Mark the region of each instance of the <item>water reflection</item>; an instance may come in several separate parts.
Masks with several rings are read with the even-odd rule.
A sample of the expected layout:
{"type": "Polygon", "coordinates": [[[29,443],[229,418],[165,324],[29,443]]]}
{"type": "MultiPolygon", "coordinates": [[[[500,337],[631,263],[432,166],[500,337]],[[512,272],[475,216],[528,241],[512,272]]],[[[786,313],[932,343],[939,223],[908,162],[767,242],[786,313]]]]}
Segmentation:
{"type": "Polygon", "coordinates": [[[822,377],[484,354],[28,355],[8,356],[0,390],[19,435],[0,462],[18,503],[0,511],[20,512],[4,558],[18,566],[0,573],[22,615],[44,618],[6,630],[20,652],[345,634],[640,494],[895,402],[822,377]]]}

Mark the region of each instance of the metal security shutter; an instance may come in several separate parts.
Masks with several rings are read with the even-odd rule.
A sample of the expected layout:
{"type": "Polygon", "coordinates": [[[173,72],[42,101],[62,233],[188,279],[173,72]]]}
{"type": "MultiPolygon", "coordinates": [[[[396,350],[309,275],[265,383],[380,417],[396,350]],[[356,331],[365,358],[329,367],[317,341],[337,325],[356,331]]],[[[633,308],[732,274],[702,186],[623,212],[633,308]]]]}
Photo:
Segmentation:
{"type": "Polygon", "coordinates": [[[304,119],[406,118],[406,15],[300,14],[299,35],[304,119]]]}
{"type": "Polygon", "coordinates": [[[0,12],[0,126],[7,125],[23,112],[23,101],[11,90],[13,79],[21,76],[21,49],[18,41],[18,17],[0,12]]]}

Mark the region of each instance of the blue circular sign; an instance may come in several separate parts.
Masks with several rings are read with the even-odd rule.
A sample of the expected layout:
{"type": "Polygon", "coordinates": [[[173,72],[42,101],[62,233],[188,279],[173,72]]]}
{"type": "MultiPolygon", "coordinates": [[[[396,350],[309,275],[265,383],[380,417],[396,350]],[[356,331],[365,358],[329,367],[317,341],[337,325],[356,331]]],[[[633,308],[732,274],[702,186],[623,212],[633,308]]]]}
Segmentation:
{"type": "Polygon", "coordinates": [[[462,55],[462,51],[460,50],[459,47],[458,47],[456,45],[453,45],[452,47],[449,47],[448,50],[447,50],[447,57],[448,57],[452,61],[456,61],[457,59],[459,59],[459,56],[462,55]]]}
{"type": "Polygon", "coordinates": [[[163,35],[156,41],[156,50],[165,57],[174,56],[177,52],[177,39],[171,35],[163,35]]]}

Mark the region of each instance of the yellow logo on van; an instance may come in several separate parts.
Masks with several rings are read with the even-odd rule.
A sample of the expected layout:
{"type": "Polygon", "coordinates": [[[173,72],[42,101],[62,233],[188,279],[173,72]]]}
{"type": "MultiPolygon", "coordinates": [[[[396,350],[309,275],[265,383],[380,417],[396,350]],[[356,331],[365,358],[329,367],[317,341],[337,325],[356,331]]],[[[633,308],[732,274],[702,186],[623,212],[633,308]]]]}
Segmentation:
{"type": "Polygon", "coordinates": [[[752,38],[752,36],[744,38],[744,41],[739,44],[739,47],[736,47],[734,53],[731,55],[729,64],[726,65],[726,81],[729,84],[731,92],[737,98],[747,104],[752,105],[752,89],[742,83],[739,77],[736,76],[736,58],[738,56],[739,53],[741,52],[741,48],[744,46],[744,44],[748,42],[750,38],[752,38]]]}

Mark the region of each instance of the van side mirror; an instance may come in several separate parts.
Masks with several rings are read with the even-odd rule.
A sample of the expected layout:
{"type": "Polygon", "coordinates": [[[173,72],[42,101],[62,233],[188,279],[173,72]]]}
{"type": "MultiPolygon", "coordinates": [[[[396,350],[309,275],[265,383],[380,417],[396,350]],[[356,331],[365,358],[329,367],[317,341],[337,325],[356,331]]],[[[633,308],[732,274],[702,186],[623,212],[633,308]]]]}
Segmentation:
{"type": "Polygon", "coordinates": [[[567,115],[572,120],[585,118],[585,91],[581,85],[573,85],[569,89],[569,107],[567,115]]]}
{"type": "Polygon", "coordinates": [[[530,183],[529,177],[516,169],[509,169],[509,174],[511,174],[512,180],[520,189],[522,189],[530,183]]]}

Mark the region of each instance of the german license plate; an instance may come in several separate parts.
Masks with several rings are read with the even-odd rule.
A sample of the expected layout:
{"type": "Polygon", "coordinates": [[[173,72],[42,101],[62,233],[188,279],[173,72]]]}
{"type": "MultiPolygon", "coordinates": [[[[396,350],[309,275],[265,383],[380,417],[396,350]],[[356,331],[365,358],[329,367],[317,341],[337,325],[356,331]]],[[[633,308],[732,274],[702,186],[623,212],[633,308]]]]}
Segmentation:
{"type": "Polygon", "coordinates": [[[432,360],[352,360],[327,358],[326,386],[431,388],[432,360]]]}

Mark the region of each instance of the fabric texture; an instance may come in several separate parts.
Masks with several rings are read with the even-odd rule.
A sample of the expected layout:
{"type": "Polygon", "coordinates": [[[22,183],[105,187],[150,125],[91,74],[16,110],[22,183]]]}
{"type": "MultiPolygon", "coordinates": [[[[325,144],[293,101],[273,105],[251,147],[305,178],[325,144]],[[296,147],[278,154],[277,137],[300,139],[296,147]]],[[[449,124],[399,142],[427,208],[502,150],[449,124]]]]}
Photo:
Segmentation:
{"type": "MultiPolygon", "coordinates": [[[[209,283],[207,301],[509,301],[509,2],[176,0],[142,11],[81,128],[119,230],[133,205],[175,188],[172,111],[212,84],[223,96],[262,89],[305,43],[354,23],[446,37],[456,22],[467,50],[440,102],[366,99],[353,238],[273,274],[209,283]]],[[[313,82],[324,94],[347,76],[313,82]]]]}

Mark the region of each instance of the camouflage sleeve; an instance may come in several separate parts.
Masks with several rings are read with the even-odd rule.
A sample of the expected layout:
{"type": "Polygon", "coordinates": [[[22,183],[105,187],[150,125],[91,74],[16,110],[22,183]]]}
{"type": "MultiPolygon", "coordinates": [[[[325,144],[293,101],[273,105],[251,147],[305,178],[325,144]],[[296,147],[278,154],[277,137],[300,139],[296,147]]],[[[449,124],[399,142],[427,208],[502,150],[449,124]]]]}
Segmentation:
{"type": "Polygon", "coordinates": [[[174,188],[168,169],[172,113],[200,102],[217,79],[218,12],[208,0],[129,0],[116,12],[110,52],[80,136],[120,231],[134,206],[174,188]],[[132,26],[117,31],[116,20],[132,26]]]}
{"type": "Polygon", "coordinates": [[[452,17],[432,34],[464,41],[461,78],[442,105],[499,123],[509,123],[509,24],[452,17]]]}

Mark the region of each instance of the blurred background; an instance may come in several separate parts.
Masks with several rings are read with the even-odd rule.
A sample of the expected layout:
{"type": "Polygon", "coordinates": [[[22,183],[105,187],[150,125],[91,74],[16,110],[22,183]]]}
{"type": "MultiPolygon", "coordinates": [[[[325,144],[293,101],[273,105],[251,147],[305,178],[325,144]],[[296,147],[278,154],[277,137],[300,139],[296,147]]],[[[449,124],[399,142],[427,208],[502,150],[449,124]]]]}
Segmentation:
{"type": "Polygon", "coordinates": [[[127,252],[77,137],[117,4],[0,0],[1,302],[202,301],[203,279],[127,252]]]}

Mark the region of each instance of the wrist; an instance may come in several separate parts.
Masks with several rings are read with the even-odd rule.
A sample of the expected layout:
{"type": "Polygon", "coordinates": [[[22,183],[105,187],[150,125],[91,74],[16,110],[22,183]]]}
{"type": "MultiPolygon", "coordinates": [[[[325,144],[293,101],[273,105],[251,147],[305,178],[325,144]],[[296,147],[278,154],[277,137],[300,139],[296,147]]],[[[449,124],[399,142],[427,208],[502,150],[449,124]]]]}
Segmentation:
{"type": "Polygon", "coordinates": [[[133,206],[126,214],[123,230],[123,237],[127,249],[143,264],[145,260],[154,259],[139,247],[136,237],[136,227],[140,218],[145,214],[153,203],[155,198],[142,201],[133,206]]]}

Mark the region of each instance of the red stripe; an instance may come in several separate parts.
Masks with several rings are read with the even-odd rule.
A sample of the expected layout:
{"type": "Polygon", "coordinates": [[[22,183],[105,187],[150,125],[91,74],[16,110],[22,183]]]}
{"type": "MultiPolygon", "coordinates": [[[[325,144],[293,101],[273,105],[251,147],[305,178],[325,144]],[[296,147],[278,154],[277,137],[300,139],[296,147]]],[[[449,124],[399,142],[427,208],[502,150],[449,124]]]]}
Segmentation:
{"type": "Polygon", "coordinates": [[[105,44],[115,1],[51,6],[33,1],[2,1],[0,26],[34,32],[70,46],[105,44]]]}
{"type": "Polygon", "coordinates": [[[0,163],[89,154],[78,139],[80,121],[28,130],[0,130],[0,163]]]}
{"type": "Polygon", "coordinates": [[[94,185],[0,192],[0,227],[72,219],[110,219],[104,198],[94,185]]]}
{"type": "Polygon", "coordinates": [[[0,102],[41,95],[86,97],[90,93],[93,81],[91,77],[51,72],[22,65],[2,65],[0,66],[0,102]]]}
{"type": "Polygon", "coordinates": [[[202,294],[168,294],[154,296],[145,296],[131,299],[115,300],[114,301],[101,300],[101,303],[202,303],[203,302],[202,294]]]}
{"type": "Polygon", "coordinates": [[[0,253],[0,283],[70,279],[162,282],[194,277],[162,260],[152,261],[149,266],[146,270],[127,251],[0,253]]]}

____

EXERCISE TASK:
Repeat exactly, and only, the lines from the line with "Mark the region of each instance of the wrist;" through the end of the listing above, both ends included.

SOLUTION:
Mark the region of each instance of the wrist; an instance may come in several separate parts.
Masks with several rings are read with the even-odd rule.
A sample of the expected layout:
{"type": "Polygon", "coordinates": [[[22,183],[105,187],[150,125],[91,74],[16,110],[22,183]]]}
{"type": "MultiPolygon", "coordinates": [[[[325,144],[293,101],[273,105],[251,147],[305,178],[325,144]],[[296,147],[278,154],[277,137],[300,139],[296,147]]],[[[449,124],[399,142],[427,208],[502,150],[449,124]]]]}
Segmentation:
{"type": "Polygon", "coordinates": [[[133,206],[126,214],[123,230],[123,237],[127,249],[143,264],[145,260],[154,259],[139,247],[136,237],[136,227],[140,218],[145,214],[153,203],[155,198],[142,201],[133,206]]]}

Mark the region of each instance of the red stripe; an instance may come in several separate parts.
Masks with several rings are read with the even-odd rule.
A sample of the expected layout:
{"type": "Polygon", "coordinates": [[[22,183],[105,187],[150,125],[91,74],[16,110],[22,183]]]}
{"type": "MultiPolygon", "coordinates": [[[[325,144],[293,101],[273,105],[251,147],[305,178],[325,144]],[[296,147],[278,154],[277,137],[300,139],[296,147]]],[[[449,124],[399,142],[427,208],[502,150],[449,124]]]]}
Segmentation:
{"type": "Polygon", "coordinates": [[[105,44],[115,1],[51,6],[33,1],[2,1],[0,26],[34,32],[70,46],[105,44]]]}
{"type": "Polygon", "coordinates": [[[0,163],[89,154],[78,139],[80,121],[28,130],[0,130],[0,163]]]}
{"type": "Polygon", "coordinates": [[[94,185],[0,192],[0,227],[72,219],[110,219],[104,198],[94,185]]]}
{"type": "Polygon", "coordinates": [[[0,102],[41,95],[86,97],[90,93],[93,81],[91,77],[51,72],[22,65],[2,65],[0,66],[0,102]]]}
{"type": "Polygon", "coordinates": [[[202,294],[168,294],[154,296],[145,296],[131,299],[115,300],[114,301],[101,300],[101,303],[202,303],[203,302],[202,294]]]}
{"type": "Polygon", "coordinates": [[[0,253],[0,283],[70,279],[162,282],[194,277],[162,260],[152,261],[149,266],[146,270],[127,251],[0,253]]]}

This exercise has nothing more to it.